> Task prompt
According to the text about working in the Blackpool hospital, how many beds does the hospital have?

--- Exercise text ---

The work has been very "different" from the way I used to work both in India and in Saudi Arabia. For one thing, Blackpool is a very busy hospital. It has over 780 beds. The Paediatric department has hundreds of out-patient visitors every month, and they are usually treated and sent back home. Only a small percent are admitted as in-patients. However, as out-patients, they stretch the resources a lot. Each patient needs to be seen by a nurse, then clerked by the house officer, then shown to the registrar or the consultant, then investigated as needed, re-evaluated by the nurses and the doctor before they go back home and so on. Each patient needs to be explained at each stage what is being done to them and then re-informed of the outcome of each of the interventions and/or the results of the blood tests or X-rays done on them. Once they have gone through all of those steps, one needs to write a prescription of the medicines they would need and then they are sent home. All this happens in an area of the ward that is known as the Children's Assessment Unit. In yet another section, the in-patients are being looked after. This is the Children's Ward and it has over 15 beds, and an Adolescent section, with over 7 beds. Next, there is a Neonatal section with a variable number of preterm and sick neonates (infants less than a month old) - usually 10-15 as well. Lastly, the House officers and sometimes the registrars have to "follow up" blood reports or other investigations done on the patients earlier that day. The list is provided to them at each 8 hourly hand over, and they must complete the pending tasks before the next handover is due.

--- Data extracts ---

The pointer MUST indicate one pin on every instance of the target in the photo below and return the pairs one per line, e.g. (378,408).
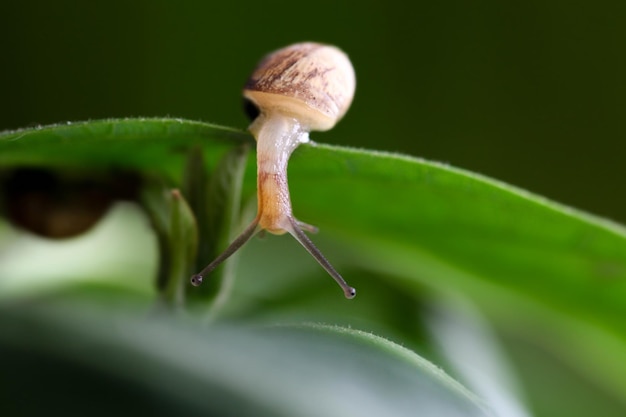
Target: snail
(297,89)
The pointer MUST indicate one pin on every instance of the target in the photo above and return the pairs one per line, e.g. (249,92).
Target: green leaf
(536,268)
(235,370)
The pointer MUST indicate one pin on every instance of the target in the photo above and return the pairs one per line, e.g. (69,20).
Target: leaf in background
(536,267)
(234,370)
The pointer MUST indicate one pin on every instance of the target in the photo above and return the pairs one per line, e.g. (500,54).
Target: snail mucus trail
(297,89)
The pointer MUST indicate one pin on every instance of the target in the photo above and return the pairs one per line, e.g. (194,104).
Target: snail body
(303,87)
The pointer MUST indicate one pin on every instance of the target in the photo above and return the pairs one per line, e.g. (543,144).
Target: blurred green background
(532,93)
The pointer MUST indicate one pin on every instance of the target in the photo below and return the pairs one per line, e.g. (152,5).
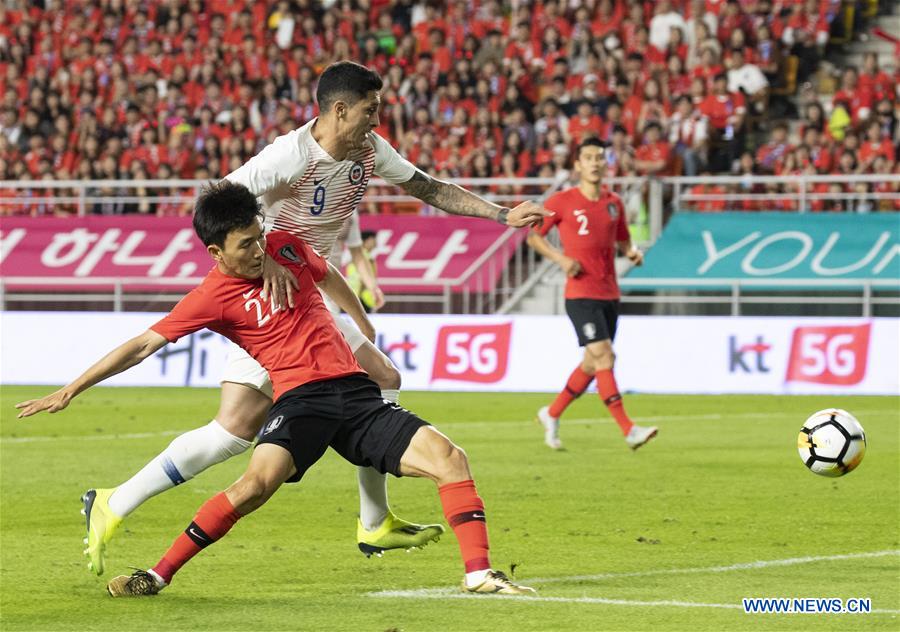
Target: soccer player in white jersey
(310,181)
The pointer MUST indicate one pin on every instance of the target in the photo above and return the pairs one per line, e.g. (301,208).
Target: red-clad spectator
(607,20)
(731,19)
(584,124)
(708,67)
(858,99)
(653,107)
(711,202)
(725,110)
(819,151)
(522,47)
(875,81)
(883,166)
(654,156)
(876,144)
(688,135)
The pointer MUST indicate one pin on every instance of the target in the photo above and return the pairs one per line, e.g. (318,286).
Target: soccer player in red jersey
(311,181)
(591,224)
(322,396)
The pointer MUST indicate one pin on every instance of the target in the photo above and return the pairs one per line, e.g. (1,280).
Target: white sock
(373,506)
(187,455)
(160,582)
(476,577)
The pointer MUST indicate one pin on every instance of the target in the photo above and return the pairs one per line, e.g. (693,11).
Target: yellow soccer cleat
(101,524)
(138,584)
(496,582)
(395,533)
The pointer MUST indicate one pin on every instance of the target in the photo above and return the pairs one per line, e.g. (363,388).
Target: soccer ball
(831,442)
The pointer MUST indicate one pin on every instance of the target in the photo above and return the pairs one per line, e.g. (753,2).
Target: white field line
(657,419)
(588,600)
(453,593)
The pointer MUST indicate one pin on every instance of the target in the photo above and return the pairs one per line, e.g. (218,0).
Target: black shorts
(345,413)
(594,319)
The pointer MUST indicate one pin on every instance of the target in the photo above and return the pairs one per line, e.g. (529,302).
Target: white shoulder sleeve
(354,236)
(277,164)
(389,164)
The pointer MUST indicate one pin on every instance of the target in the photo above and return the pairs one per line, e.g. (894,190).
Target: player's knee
(601,357)
(387,376)
(451,464)
(242,423)
(606,359)
(250,492)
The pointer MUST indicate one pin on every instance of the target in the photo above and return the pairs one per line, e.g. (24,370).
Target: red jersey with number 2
(589,230)
(296,346)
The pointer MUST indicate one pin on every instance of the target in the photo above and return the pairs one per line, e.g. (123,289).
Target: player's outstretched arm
(119,359)
(335,285)
(454,199)
(279,284)
(570,266)
(635,255)
(366,274)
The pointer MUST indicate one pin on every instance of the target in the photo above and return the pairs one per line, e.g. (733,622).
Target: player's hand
(368,329)
(53,403)
(570,266)
(527,214)
(378,295)
(279,284)
(635,256)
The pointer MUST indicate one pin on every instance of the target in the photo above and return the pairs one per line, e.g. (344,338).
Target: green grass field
(717,508)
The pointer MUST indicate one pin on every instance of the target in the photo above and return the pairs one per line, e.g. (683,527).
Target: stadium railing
(648,200)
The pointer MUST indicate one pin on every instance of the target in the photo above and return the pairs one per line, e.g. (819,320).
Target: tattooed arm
(454,199)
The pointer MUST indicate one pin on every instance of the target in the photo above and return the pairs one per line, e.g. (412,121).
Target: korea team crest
(357,173)
(289,253)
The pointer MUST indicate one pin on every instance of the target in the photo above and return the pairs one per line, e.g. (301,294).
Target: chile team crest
(357,173)
(288,252)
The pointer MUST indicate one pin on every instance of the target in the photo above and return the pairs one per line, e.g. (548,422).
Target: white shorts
(240,368)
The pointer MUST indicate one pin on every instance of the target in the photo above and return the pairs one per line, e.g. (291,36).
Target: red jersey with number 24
(589,231)
(295,346)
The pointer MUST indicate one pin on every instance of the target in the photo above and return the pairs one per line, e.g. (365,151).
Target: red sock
(609,393)
(213,520)
(464,510)
(577,384)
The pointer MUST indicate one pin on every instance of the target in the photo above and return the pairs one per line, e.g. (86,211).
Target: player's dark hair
(221,208)
(345,81)
(593,141)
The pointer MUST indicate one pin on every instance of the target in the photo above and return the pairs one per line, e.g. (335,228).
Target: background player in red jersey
(322,396)
(591,224)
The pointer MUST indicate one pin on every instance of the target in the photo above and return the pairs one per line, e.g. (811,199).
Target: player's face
(590,164)
(243,253)
(362,118)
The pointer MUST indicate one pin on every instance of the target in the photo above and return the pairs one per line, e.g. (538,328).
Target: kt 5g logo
(829,355)
(472,353)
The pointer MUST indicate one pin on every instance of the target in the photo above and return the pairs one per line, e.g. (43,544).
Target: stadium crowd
(127,89)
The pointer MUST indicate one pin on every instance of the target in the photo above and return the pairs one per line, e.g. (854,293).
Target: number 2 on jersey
(318,201)
(582,220)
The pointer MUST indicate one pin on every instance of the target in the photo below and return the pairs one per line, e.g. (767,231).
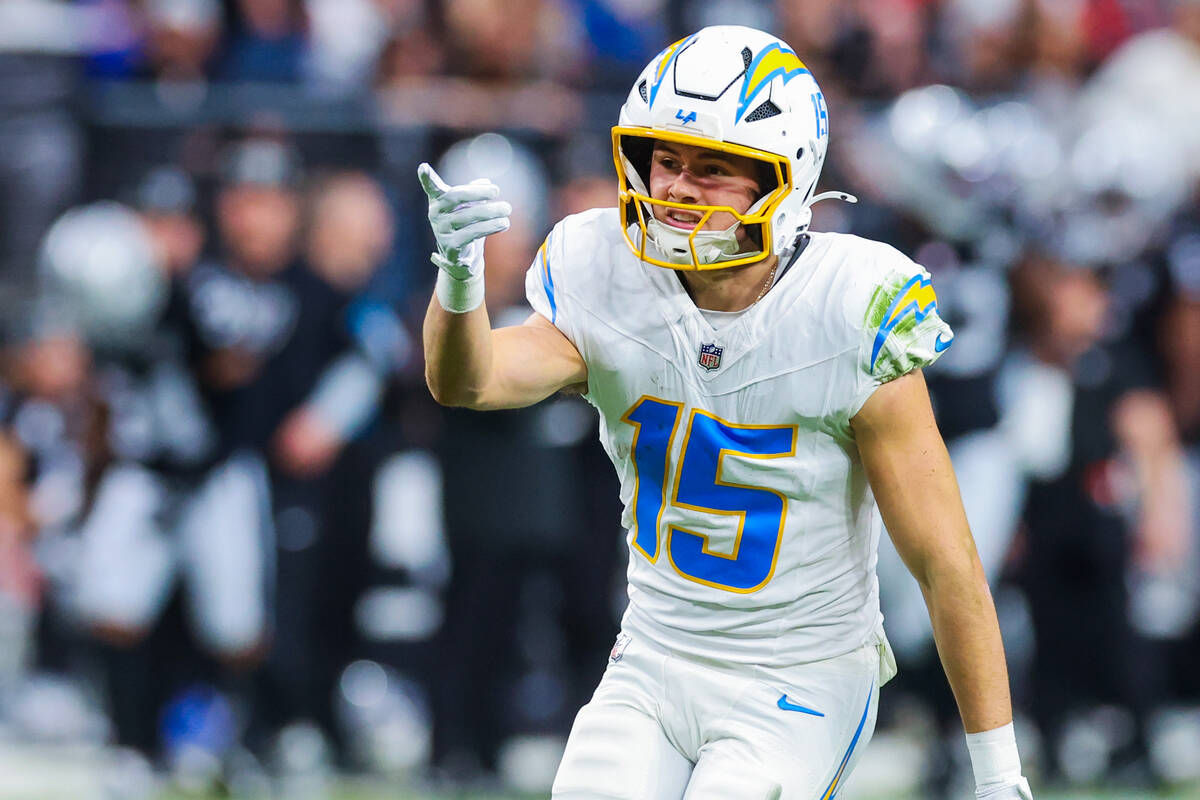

---

> Your response
Over 780 beds.